RECORDS SUPPLIED:
## BEGIN
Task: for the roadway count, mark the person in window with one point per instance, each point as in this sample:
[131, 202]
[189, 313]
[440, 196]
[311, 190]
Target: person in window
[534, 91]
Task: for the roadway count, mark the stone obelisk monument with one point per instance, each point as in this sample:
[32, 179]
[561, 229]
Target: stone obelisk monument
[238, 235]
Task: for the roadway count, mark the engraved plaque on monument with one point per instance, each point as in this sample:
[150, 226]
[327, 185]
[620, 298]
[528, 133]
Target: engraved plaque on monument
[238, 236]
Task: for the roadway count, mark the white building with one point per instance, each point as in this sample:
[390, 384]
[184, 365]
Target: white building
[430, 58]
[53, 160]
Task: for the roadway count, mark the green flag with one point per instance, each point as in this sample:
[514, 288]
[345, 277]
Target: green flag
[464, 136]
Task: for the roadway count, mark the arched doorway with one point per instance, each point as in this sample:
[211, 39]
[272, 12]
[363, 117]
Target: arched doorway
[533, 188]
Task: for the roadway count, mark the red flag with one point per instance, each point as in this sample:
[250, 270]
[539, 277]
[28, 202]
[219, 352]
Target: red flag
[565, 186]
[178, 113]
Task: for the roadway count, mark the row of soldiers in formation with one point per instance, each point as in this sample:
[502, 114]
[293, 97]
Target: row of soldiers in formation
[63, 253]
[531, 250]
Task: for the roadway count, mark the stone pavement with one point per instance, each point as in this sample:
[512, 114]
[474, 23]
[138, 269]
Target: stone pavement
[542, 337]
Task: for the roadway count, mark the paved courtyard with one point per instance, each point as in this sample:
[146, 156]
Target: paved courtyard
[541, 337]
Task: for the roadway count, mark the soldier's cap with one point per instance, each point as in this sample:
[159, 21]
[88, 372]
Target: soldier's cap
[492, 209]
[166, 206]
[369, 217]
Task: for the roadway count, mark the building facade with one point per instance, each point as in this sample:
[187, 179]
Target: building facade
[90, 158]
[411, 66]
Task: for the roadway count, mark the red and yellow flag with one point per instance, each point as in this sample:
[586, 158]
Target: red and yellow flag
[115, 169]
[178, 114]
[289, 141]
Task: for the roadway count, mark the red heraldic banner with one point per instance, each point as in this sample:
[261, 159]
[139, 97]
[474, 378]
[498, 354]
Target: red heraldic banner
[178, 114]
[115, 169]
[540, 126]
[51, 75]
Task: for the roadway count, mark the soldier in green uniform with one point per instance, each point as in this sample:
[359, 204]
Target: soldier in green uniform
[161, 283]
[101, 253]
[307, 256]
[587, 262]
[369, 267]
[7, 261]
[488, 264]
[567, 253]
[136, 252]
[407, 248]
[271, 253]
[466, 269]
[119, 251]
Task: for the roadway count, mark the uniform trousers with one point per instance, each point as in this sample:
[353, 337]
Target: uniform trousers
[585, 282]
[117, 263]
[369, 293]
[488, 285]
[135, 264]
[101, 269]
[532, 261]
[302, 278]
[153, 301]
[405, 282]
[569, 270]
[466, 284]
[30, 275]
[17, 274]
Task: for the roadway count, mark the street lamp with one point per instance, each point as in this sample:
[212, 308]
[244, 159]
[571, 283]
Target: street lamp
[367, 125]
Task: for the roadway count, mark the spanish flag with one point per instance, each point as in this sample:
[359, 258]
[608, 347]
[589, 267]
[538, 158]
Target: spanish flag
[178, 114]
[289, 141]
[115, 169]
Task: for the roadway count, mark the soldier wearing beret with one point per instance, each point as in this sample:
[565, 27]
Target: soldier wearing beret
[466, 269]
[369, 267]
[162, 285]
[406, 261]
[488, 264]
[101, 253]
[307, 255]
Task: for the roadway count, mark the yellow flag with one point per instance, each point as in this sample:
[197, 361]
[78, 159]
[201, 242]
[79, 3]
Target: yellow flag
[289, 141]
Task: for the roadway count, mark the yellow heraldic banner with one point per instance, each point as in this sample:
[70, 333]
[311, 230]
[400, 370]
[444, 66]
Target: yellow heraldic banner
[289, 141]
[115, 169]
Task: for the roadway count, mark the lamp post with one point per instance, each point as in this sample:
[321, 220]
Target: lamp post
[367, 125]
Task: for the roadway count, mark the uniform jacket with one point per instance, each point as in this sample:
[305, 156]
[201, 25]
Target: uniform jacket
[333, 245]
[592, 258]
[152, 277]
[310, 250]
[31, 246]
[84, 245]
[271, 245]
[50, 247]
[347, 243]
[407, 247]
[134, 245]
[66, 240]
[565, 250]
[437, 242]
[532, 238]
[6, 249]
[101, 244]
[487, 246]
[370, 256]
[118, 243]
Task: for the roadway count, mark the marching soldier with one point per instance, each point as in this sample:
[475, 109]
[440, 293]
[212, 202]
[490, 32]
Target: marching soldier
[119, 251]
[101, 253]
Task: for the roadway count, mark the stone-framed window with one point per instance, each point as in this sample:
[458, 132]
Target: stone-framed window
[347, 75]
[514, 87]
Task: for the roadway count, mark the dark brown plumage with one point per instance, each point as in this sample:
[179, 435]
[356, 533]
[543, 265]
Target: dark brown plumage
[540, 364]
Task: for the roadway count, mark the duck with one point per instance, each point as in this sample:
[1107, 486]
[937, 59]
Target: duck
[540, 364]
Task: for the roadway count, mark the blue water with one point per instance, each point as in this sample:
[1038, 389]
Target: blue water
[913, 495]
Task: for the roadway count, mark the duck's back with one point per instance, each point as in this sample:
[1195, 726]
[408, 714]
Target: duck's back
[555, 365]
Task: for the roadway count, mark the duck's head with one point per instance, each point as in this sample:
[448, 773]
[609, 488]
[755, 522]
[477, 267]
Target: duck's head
## END
GOAL: Reproduce every line of the listing, from the line containing "Task: for the roadway count, mark the marching" down through the end of the listing. Add 5 to both coordinates of each point that follows a "Target:" line, and keep all other lines unchanged.

RESULT OF THE TASK:
Task: for the roadway count, mark the marching soldier with one point per instance, each point as in this sample:
[475, 109]
[440, 293]
[212, 202]
[490, 32]
Target: marching soldier
[124, 256]
[106, 258]
Task: for the roadway count, mark the stone-framed window with one point per instance, each point as in this sample:
[458, 132]
Target: stone-framed window
[352, 80]
[519, 92]
Task: for the roadway count, mark the dark brown plumage with one point per instance, each point as in this sample:
[179, 435]
[356, 533]
[543, 265]
Target: dark brown plumage
[545, 369]
Task: for the roadway count, mark the duck with one point per instance, each point as in this sample:
[1107, 486]
[937, 59]
Target: duck
[545, 369]
Task: for the roadway count, mark the blue water with one point per instance, each point as in this sample:
[1038, 389]
Target: blue water
[918, 500]
Task: for the roadway count, mark the duck's back with one point per instance, each point as in this sample:
[1195, 726]
[408, 714]
Target: duck's back
[560, 370]
Task: for the roadway count, mark the duck's head with one point per instance, each point as in this sample:
[448, 773]
[609, 488]
[755, 522]
[477, 267]
Target: duck's head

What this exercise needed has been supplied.